- [Kutipan Teks]
════════════════════
Sebagai toko curah, Warung Murakabi mendorong pengunjung untuk membawa wadah sendiri ketika berbelanja, karena produknya tidak dikemas dengan plastik sebagaimana toko kelontong pada umumnya. Dengan belanja curah, masyarakat dapat sedikit mengurangi penggunaan plastik.
"Kalo kita belanja ke toko-toko gitu kan sampahnya gila-gilaan ya banyak banget, belom plastik buat kantongnya, plastik buat kemasannya, jadi wow ini dosa-dosa yang tidak terhitung. Terlalu banyak gitu," ucap Ida menjelaskan keresahannya ketika berbelanja di toko konvensional. Bagi masyarakat yang tidak membawa wadah sendiri, Warung Murakabi tetap menyediakan paper bag dan plastik yang dihargai Rp5000 dalam jumlah yang sangat terbatas.
Advertisement
Pentingnya Pangan Lokal Untuk Menjaga Keanekaragaman Hayati
Lebih dari sekadar warung, Warung Murakabi juga menyuguhkan makanan dan minuman secara musiman. Hal ini dilakukan karena permintaan pasar. "Karena posisi kita jauh dari kota, temen-temen yang dateng kesini awal-awal protes, ‘kok gak nyediain minum dan makan kok mba?’ Jadi kita kasihan juga, mereka udah jauh-jauh ke sini tapi gak ada makanan minuman itu kan gak tega kita ngeliatnya," jelas Ida.
════════════════════
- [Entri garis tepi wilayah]

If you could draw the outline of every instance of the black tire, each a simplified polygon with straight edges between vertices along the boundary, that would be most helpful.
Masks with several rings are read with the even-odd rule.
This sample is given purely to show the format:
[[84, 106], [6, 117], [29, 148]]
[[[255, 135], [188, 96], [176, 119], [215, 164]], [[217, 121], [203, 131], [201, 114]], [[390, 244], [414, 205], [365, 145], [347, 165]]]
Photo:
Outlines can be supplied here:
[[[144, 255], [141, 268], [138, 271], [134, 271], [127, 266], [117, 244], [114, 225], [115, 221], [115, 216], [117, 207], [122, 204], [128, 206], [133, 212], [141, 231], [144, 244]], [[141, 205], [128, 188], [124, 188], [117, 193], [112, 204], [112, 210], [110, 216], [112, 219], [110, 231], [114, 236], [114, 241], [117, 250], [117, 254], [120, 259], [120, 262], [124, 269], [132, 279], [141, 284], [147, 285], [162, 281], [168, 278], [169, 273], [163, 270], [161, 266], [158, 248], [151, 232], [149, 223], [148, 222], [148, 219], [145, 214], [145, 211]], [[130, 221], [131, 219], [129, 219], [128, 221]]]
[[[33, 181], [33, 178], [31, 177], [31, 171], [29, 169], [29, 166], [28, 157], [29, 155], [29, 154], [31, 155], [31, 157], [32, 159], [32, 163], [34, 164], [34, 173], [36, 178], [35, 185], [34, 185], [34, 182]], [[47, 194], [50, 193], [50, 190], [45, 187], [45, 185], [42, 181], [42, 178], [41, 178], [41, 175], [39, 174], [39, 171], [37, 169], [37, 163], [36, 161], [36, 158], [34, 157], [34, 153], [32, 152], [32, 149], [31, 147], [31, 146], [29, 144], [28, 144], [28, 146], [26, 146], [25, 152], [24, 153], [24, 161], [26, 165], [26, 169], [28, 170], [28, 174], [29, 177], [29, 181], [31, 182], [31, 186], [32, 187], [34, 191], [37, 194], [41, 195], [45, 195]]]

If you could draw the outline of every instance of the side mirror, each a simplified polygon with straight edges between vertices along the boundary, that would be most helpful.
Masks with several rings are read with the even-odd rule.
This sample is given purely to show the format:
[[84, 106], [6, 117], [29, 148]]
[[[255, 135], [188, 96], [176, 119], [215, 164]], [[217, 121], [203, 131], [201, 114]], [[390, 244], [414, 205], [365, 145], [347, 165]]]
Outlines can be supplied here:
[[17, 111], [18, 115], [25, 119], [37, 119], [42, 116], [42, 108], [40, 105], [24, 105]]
════════════════════
- [Bagian Latihan]
• a. Jawab pertanyaan berikut berdasarkan kutipan tentang Warung Murakabi.
(i) Apa yang didorong untuk dibawa sendiri oleh pengunjung ketika berbelanja?
(ii) Berapa harga paper bag dan plastik yang disediakan bagi masyarakat yang tidak membawa wadah?
(iii) Mengapa Warung Murakabi menyuguhkan makanan dan minuman?
• b. Tolong temukan setiap baris dalam baris data yang memuat kata "draw", lalu salin baris tersebut. Perhatikan huruf besar dan kecil.
Kutipan teks dan baris data di atas diambil dari sumber yang berbeda.

- [Jawaban]
• a.
(i) Wadah sendiri.
(ii) Rp5000.
(iii) Karena permintaan pasar.

• b.
If you could draw the outline of every instance of the black tire, each a simplified polygon with straight edges between vertices along the boundary, that would be most helpful.
If you could draw the outline of every instance of the side mirror, each a simplified polygon with straight edges between vertices along the boundary, that would be most helpful.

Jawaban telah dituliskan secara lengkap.